WHAT THE EXERCISE ASKS: Retype the Battle of Port Republic text in full, word for word.

READING TEXT:

....

As part of Confederate States Army Maj. Gen. Thomas J. “Stonewall” Jackson‘s campaign through the Shenandoah Valley, the Irish 6th Louisiana fight in the Battle of Port Republic in Rockingham County, Virginia on June 9, 1862, during the American Civil War. The battle is a fierce contest between two equally determined foes and is the costliest battle fought by Jackson’s Army of the Valley during its campaign.

During the night of June 8–9, 1862, Brig. Gen. Charles S. Winder‘s Stonewall Brigade is withdrawn from its forward position near Bogota, a large house owned by Gabriel Jones, and rejoins Jackson’s division at Port Republic. Winder’s brigade is assigned the task of spearheading the assault against Union Army forces east of the river. Brig. Gen. Isaac R. Trimble‘s brigade and elements of Col. John M. Patton, Jr.’s, are left to delay Maj. Gen. John C. Frémont‘s Union forces at Cross Keys, while the rest of Maj. Gen. Richard S. Ewell‘s division march to Port Republic to be in position to support Winder’s attack.

Brig. Gen. Erastus B. Tyler‘s brigade joins Col. Samuel S. Carroll‘s brigade north of Lewiston on the Luray Road. The rest of Brig. Gen. James Shields‘s (a native of County Tyrone) division is strung out along the muddy roads back to Luray. General Tyler, in command on the field, advances at dawn on June 9 to the vicinity of Lewiston. He anchors the left of his line on a battery positioned on the Lewiston Coaling, extending his infantry west along Lewiston Lane to the South Fork near the site of Lewis’s Mill. The right and center are supported by artillery, 16 guns in all.

....

DATA SHOWN:
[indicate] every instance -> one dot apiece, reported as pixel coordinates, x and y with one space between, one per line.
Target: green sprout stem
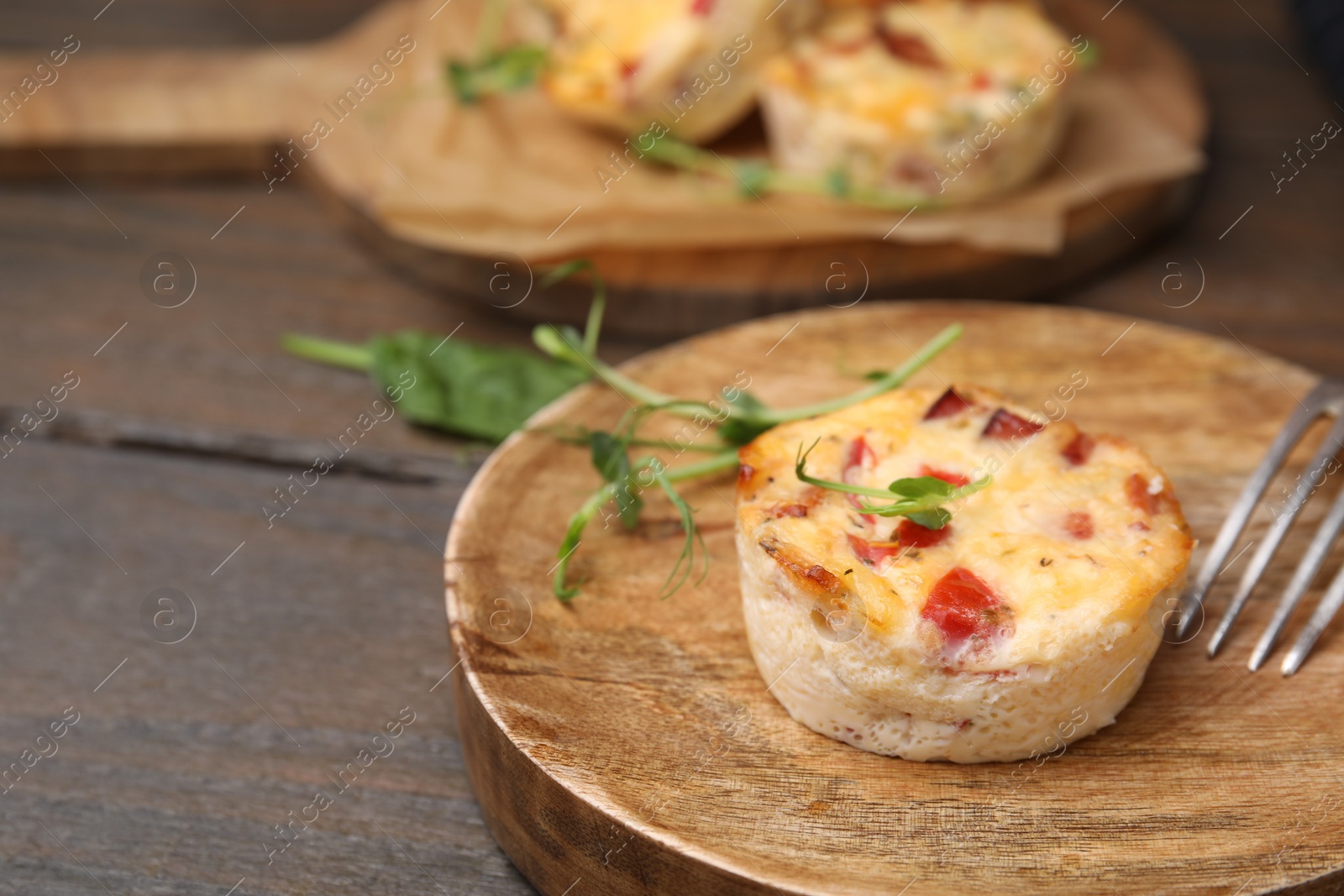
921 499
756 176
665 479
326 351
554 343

....

EXERCISE ANSWER:
As part of Confederate States Army Maj. Gen. Thomas J. “Stonewall” Jackson‘s campaign through the Shenandoah Valley, the Irish 6th Louisiana fight in the Battle of Port Republic in Rockingham County, Virginia on June 9, 1862, during the American Civil War. The battle is a fierce contest between two equally determined foes and is the costliest battle fought by Jackson’s Army of the Valley during its campaign.

During the night of June 8–9, 1862, Brig. Gen. Charles S. Winder‘s Stonewall Brigade is withdrawn from its forward position near Bogota, a large house owned by Gabriel Jones, and rejoins Jackson’s division at Port Republic. Winder’s brigade is assigned the task of spearheading the assault against Union Army forces east of the river. Brig. Gen. Isaac R. Trimble‘s brigade and elements of Col. John M. Patton, Jr.’s, are left to delay Maj. Gen. John C. Frémont‘s Union forces at Cross Keys, while the rest of Maj. Gen. Richard S. Ewell‘s division march to Port Republic to be in position to support Winder’s attack.

Brig. Gen. Erastus B. Tyler‘s brigade joins Col. Samuel S. Carroll‘s brigade north of Lewiston on the Luray Road. The rest of Brig. Gen. James Shields‘s (a native of County Tyrone) division is strung out along the muddy roads back to Luray. General Tyler, in command on the field, advances at dawn on June 9 to the vicinity of Lewiston. He anchors the left of his line on a battery positioned on the Lewiston Coaling, extending his infantry west along Lewiston Lane to the South Fork near the site of Lewis’s Mill. The right and center are supported by artillery, 16 guns in all.